Design review focuses on any exterior work, demolition or development on the site of a locally designated Denver landmark or within the boundaries of a historic district.
Design review ensures that a proposed project preserves key historic features and is compatible with the character of designated historic buildings, sites and districts.
Once a project is approved in design review, Landmark Preservation staff issues a Certificate of Appropriateness, which may be presented as part of the zoning and building reviews that follow. Follow the steps below to complete the historic design review process.
Click on the project type below to obtain more information about the Landmark design review process.
A pre-application review and meeting with Landmark Preservation staff is required for all projects involving infill construction for primary structures. All infill projects require review by Landmark Preservation Commission or the Lower Downtown Design Review Board through a two-step process. To review applicable design guidelines and apply for a pre-application review go to Design Guidelines and Application Materials.
Small additions without visibility from public streets:
A rear addition that is under 900 square feet or adds less than 40% square footage to existing above grade square footage may be approved administratively by Landmark Preservation staff if the addition clearly meets the design guidelines, does not trigger demolition review (see the Demolition and Certificate of Non-historic Status Review page), and is not visible from the public street (not including the public alley). To apply for a small addition without visibility from public streets, follow the Design Review Process below beginning at Step 2.
Large additions that do not meet the criteria above are subject to review by the Landmark Preservation Commission or Lower Downtown Design Review Board. This includes but is not limited to additions visible from public streets, such as rooftop additions, building additions on corner lots, and two-story additions. A pre-application review and meeting with Landmark Preservation staff is required for all large or visible additions. To apply for a pre-application review go to Design Guidelines and Application Materials.
New one-story garages and small accessory structures may be approved administratively by Landmark Preservation staff if the proposed construction clearly meets the
Accessory Dwelling Units (ADUs) require a pre-application review and meeting with Landmark Preservation staff. All ADUs require review by the Landmark Preservation Commission. To review applicable design guidelines and apply for a pre-application review go to Design Guidelines and Application Materials.
Applications for zone lot amendments require a pre-application review and meeting with Landmark Preservation staff. Zone lot amendments also require review by the Landmark Preservation Commission to determine whether the zone lot combination or split adversely affects the character or integrity of the historic district, Denver landmark, or any contributing or designated structure in the area.
Zone lots are the land designated as the building site for a structure; also, the land area occupied by a use or a structure. Zone lots provide a boundary for a defined area of land to which the Denver Zoning Code’s regulations for land uses and structures apply. Prior to new development, Denver Zoning staff must confirm that a legal zone lot exists that meets zoning requirements in terms of size, dimensions, street frontage, etc.
The Landmark Preservation Commission and Lower Downtown Design Review Board strongly encourage the retention of historic windows.

☆ ☆ ☆

● **TO BE DONE**
According to the Denver landmark design review text, what does Landmark Preservation staff issue after a project is approved in design review? The rows have no connection to the text above.

Point annotation data:
☆ ☆ ☆

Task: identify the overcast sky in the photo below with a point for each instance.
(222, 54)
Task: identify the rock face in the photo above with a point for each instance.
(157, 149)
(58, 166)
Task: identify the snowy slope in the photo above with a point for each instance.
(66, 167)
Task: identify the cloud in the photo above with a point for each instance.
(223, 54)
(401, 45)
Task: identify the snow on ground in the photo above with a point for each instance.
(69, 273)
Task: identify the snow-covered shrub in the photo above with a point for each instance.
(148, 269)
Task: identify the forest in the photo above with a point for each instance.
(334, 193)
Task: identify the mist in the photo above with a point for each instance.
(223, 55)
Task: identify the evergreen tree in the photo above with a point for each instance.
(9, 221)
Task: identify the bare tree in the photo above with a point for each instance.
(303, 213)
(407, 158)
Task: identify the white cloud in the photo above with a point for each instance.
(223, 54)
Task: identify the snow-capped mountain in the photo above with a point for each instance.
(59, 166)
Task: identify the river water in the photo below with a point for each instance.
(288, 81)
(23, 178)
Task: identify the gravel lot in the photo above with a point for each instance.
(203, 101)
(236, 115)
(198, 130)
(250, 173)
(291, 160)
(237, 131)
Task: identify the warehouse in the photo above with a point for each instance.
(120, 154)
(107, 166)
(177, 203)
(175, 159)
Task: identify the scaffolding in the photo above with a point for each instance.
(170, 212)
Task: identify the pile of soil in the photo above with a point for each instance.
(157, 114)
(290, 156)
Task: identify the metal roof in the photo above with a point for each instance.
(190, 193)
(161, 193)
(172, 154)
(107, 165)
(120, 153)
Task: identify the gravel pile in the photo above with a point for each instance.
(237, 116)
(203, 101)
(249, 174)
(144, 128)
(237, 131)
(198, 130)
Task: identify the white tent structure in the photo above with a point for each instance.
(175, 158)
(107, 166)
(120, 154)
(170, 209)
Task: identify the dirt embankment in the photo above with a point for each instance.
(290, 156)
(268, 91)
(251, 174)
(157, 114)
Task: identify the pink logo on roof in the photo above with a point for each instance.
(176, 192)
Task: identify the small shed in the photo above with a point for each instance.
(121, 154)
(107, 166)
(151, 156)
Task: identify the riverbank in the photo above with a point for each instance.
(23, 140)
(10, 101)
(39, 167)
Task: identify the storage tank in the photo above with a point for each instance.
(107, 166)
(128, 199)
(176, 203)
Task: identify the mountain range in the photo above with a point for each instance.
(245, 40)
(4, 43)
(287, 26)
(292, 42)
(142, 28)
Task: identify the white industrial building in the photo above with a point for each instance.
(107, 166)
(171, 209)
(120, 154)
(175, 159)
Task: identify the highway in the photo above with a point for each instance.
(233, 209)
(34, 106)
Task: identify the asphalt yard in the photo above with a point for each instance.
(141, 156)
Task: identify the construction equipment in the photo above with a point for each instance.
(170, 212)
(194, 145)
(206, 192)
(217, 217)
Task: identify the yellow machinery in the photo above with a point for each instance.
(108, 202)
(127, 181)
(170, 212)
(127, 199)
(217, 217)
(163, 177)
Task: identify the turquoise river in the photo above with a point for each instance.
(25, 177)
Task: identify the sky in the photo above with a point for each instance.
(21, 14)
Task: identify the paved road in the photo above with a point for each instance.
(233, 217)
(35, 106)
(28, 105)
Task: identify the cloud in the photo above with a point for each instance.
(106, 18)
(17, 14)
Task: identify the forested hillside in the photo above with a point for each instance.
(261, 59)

☆ ☆ ☆

● **REPLY TO THE TASK**
A Certificate of Appropriateness.